:: Requirements ::
Reproduce the essay on British jihadists in full, word for word.

++++ Text to read ++++

Observers have warned that the British fighters for the Islamic State are among the most vicious and brutal, and yet there is no sense of shame or culpability gnawing away at the British soul, despite the havoc and terror that British jihadists are causing in Iraq and Syria. The news reporting is procedural, the politicians sound tired, apathy permeates the conversation every time the subject is raised. The only time that any flicker of alarm or interest can be detected is when it is pointed out that these people, hardened by battle and radical Islam, might return to Britain to continue their fight from the streets of British cities.

Even then, those in power plead powerlessness, running through a list of excuses as to why it won’t be so easy to prevent the jihadists from coming home to roost. Yet given that these individuals have joined an enemy fighting force, it is not at all clear why Western countries won’t simply strip these individuals of their citizenship in absentia. After all, with the shootings at the Jewish school in Toulouse and the Jewish museum in Brussels, we have already seen just how dangerous European Islamists returning from jihad can be.

There was of course serious public outrage in 2013 when two British Muslims murdered the soldier Lee Rigby on a south London sidewalk one quiet afternoon in May. Even then, however, the national debate was rapidly reoriented from discussing the culture and community that the killers had emerged from to instead initiating a wave of handwringing and finger pointing about whether the backlash to the murder had been Islamophobic.

Not only did the British public stand accused of having reacted with hatred to Rigby’s murder, but for many left-wing commentators, they also stood accused of having caused the murder through their Islamophobia. And once again, inasmuch as anyone is undertaking any soul searching at all over what British born Muslims are perpetrating in Iraq and Syria, there are those who are attempting to suggest British society has driven these young men to jihadism by alienating and discriminating against them.

So far this accusation has not stuck. But Britain must recognize that it does indeed bear culpability for the fact that British bred jihadists have murdered an American journalist in Iraq. Britain has alienated its young Muslims, but not through bigotry and Isamophobia. For decades Muslim immigrants experienced no more hostility than the many others who made their way to Britain from the former colonies.

++++ Items ++++

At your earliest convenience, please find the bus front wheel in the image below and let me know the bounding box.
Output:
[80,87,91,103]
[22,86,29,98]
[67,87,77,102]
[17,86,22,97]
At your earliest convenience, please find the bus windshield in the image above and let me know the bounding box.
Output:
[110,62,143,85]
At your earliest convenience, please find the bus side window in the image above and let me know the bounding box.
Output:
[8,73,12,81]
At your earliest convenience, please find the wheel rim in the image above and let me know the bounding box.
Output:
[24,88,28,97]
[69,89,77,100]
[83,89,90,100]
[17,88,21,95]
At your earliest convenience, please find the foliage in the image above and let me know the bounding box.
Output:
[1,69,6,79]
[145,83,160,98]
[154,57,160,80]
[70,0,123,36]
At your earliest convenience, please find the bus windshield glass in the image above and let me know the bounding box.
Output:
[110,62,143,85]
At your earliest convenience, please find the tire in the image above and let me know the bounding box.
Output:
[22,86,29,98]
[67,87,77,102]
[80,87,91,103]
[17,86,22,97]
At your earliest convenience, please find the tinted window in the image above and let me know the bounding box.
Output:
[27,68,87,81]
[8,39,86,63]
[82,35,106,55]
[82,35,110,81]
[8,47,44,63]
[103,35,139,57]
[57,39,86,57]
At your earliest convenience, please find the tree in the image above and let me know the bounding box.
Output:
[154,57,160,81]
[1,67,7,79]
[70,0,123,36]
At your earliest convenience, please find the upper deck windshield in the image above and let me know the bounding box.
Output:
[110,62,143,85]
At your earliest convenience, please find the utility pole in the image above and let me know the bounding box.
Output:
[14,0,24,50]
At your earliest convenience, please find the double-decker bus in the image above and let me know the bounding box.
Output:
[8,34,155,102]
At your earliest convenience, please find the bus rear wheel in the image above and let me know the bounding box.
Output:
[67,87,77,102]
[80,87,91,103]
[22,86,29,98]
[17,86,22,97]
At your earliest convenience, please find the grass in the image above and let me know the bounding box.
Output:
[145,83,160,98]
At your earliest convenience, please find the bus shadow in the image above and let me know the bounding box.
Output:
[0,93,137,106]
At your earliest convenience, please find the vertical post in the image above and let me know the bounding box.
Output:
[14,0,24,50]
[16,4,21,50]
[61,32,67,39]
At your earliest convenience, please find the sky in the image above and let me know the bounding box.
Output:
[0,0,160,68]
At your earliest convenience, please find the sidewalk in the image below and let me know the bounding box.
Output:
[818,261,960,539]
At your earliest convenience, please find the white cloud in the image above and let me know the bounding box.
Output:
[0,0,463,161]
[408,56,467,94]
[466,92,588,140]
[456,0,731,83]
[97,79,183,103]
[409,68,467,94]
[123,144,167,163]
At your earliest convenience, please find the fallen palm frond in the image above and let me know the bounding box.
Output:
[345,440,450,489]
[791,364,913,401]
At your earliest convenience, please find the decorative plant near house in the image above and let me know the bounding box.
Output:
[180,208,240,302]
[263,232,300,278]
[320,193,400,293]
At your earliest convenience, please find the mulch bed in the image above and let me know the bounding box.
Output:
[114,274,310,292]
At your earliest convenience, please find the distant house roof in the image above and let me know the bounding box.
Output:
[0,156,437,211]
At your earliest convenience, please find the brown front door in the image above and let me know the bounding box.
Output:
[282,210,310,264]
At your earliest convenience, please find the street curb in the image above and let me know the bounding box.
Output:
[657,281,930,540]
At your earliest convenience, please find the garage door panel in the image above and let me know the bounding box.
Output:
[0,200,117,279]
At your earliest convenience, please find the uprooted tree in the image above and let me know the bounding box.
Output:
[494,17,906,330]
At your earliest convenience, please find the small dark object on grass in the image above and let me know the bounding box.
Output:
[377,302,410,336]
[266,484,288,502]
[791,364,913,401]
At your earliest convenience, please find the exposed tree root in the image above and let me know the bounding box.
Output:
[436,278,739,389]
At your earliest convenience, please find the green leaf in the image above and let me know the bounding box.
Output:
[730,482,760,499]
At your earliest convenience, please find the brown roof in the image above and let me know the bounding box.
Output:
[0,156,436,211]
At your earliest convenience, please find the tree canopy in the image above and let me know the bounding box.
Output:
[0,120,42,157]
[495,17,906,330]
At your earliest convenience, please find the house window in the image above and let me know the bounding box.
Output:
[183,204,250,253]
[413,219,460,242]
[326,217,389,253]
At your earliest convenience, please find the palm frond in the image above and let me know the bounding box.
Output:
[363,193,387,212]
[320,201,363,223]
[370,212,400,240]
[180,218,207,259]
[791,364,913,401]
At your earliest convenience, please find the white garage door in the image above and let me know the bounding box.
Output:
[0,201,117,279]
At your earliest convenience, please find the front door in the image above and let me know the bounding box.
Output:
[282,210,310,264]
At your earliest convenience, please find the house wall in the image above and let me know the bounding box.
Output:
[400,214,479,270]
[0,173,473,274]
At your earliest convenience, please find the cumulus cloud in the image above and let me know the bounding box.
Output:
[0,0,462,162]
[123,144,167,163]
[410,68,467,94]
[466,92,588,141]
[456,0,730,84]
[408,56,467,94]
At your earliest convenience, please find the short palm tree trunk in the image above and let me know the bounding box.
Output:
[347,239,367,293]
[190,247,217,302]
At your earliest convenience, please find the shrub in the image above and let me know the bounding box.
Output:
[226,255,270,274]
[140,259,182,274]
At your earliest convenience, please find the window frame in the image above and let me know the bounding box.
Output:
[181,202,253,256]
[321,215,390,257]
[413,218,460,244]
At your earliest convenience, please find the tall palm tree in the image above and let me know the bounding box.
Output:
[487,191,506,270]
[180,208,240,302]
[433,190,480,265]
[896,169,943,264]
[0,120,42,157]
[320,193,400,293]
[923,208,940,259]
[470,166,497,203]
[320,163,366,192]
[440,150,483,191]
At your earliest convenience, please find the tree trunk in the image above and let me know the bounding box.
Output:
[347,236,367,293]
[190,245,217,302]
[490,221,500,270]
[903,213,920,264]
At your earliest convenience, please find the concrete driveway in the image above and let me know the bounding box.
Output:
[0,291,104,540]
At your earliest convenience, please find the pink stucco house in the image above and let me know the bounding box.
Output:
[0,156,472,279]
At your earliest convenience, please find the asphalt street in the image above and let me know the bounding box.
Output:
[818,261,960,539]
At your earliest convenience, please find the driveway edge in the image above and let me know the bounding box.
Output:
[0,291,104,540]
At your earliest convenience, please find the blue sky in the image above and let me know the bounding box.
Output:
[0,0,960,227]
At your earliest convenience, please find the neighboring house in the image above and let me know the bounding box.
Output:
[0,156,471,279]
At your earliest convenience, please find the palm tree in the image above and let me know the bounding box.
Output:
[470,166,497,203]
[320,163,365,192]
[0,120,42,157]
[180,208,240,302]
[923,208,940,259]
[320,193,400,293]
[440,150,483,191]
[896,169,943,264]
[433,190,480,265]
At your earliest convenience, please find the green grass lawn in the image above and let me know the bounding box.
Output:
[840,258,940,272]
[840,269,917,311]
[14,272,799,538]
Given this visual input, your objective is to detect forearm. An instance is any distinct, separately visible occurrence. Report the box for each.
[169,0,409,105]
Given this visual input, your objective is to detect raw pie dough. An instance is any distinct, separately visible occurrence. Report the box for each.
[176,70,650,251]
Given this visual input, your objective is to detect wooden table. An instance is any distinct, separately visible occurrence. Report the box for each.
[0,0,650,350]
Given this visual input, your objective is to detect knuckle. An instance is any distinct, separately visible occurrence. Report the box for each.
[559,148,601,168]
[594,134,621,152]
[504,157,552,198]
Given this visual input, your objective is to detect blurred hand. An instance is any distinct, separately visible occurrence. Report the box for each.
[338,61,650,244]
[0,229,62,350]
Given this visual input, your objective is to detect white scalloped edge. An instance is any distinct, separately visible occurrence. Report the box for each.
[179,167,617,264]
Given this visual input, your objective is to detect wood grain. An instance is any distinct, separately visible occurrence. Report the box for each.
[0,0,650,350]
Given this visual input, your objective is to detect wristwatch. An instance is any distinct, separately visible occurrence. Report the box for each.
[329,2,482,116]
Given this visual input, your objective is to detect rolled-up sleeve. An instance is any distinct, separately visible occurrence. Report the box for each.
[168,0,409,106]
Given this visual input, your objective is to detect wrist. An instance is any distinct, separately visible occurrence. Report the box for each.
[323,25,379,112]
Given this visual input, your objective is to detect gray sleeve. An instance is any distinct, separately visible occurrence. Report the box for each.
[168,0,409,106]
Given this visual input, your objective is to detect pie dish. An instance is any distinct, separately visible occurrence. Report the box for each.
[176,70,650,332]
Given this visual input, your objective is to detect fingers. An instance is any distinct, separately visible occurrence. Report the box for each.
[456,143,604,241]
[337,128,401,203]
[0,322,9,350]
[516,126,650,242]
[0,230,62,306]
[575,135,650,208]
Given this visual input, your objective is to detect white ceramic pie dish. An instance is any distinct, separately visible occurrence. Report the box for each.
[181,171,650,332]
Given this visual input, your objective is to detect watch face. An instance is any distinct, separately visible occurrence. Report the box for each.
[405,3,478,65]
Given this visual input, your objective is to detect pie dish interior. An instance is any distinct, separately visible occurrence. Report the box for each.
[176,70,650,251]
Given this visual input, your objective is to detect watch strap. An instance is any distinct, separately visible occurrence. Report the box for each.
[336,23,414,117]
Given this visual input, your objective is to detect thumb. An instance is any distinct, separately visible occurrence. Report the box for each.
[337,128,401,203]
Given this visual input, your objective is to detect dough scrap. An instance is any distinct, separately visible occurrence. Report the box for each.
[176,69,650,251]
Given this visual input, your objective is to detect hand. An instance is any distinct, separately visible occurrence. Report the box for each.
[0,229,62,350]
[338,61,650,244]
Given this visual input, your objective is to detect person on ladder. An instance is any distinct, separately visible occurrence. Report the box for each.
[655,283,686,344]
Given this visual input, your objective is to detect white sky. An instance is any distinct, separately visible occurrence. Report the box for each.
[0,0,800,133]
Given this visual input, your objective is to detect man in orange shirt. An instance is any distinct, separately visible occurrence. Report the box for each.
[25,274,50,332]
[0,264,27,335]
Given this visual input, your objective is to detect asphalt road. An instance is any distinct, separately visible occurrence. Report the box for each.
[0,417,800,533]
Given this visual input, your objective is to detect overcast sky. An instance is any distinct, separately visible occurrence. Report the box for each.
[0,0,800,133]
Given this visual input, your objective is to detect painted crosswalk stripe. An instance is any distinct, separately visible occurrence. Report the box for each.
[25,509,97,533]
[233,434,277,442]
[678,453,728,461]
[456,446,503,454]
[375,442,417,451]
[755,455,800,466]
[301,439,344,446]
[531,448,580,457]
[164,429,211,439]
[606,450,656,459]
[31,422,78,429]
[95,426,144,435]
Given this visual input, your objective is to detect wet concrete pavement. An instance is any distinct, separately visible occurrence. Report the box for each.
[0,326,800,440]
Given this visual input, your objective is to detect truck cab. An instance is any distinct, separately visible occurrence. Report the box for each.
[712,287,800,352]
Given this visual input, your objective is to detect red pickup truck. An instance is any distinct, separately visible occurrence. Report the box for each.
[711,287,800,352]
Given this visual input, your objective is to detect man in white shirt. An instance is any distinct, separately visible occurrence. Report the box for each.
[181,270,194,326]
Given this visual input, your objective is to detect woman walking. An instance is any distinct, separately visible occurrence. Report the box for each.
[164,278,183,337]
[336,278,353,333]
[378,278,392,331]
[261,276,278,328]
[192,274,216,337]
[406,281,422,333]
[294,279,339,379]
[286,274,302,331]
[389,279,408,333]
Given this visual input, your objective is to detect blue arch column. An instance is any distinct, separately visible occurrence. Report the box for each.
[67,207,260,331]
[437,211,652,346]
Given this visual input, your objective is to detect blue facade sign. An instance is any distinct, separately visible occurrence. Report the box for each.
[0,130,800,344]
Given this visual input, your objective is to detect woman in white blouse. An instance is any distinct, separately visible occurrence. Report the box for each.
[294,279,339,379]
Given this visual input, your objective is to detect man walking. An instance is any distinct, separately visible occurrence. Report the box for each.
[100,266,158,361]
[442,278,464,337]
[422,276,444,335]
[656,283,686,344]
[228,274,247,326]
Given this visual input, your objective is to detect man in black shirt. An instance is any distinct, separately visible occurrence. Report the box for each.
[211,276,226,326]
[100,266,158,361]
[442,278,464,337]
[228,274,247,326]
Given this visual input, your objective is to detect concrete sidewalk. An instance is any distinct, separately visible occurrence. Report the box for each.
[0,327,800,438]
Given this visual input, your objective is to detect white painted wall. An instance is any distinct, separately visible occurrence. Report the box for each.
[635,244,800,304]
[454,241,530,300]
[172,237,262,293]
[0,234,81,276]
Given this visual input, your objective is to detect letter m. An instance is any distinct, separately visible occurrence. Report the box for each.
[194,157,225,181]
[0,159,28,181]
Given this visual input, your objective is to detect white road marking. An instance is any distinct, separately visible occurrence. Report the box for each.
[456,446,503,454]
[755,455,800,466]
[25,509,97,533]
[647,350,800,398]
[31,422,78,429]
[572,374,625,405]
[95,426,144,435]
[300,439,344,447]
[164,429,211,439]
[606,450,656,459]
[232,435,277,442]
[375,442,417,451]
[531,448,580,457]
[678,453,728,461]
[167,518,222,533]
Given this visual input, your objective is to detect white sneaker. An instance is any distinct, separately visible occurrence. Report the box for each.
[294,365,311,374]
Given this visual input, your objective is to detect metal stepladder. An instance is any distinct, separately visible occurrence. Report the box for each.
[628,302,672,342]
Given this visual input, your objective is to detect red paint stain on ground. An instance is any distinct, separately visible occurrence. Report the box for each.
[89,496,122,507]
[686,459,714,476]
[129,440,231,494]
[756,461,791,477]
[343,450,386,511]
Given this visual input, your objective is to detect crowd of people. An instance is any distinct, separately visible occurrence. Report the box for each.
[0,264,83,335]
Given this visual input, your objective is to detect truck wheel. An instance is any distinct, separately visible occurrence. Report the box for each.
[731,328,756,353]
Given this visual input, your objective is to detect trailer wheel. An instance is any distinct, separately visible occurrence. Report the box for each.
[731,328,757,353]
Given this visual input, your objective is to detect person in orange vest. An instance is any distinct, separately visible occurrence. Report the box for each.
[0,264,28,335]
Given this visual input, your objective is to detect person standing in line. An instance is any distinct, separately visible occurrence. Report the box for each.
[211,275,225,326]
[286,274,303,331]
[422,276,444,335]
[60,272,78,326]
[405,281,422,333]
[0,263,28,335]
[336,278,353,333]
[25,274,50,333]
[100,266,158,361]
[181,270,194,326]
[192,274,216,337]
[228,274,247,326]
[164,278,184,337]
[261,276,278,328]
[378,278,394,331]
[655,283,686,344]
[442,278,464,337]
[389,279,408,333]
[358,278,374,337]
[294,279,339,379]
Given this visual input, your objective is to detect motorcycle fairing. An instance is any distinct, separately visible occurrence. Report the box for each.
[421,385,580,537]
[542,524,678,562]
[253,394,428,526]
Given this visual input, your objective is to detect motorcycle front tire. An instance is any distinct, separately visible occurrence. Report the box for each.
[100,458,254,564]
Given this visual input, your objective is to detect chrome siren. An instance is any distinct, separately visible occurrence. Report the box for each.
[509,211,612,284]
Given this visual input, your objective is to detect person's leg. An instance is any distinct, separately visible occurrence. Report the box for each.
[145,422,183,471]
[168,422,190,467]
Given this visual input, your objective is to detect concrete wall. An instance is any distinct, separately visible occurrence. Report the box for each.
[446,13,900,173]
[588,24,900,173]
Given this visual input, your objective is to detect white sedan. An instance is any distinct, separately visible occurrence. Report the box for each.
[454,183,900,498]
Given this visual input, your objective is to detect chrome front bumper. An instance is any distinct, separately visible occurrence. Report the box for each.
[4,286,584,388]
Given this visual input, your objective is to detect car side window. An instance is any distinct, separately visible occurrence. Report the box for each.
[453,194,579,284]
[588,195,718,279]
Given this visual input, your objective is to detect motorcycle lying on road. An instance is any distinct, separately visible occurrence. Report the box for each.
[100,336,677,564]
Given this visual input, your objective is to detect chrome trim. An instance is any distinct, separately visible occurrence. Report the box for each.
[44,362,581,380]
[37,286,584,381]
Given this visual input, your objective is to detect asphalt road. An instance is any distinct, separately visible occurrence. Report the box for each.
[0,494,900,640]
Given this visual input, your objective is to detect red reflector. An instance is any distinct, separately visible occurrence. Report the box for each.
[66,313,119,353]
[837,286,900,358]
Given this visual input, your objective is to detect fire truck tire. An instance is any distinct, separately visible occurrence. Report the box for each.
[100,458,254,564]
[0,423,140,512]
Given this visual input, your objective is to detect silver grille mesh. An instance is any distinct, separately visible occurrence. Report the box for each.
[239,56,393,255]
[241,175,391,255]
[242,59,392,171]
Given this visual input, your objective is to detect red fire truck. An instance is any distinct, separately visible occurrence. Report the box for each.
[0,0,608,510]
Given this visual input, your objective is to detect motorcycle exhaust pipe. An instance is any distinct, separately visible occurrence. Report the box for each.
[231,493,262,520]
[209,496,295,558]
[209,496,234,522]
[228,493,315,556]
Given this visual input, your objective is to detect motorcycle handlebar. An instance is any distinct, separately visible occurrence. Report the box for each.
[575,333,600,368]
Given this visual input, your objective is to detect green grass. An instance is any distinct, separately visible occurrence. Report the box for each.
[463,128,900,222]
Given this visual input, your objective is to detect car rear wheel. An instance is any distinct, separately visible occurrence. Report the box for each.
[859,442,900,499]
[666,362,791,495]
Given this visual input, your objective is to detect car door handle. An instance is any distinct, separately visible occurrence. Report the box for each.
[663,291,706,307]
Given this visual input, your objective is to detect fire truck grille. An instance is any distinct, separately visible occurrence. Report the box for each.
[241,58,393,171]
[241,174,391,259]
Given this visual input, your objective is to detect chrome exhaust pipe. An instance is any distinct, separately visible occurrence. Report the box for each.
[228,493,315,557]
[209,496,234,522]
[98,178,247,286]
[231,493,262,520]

++++

:: Result of this exercise ::
Observers have warned that the British fighters for the Islamic State are among the most vicious and brutal, and yet there is no sense of shame or culpability gnawing away at the British soul, despite the havoc and terror that British jihadists are causing in Iraq and Syria. The news reporting is procedural, the politicians sound tired, apathy permeates the conversation every time the subject is raised. The only time that any flicker of alarm or interest can be detected is when it is pointed out that these people, hardened by battle and radical Islam, might return to Britain to continue their fight from the streets of British cities.

Even then, those in power plead powerlessness, running through a list of excuses as to why it won’t be so easy to prevent the jihadists from coming home to roost. Yet given that these individuals have joined an enemy fighting force, it is not at all clear why Western countries won’t simply strip these individuals of their citizenship in absentia. After all, with the shootings at the Jewish school in Toulouse and the Jewish museum in Brussels, we have already seen just how dangerous European Islamists returning from jihad can be.

There was of course serious public outrage in 2013 when two British Muslims murdered the soldier Lee Rigby on a south London sidewalk one quiet afternoon in May. Even then, however, the national debate was rapidly reoriented from discussing the culture and community that the killers had emerged from to instead initiating a wave of handwringing and finger pointing about whether the backlash to the murder had been Islamophobic.

Not only did the British public stand accused of having reacted with hatred to Rigby’s murder, but for many left-wing commentators, they also stood accused of having caused the murder through their Islamophobia. And once again, inasmuch as anyone is undertaking any soul searching at all over what British born Muslims are perpetrating in Iraq and Syria, there are those who are attempting to suggest British society has driven these young men to jihadism by alienating and discriminating against them.

So far this accusation has not stuck. But Britain must recognize that it does indeed bear culpability for the fact that British bred jihadists have murdered an American journalist in Iraq. Britain has alienated its young Muslims, but not through bigotry and Isamophobia. For decades Muslim immigrants experienced no more hostility than the many others who made their way to Britain from the former colonies.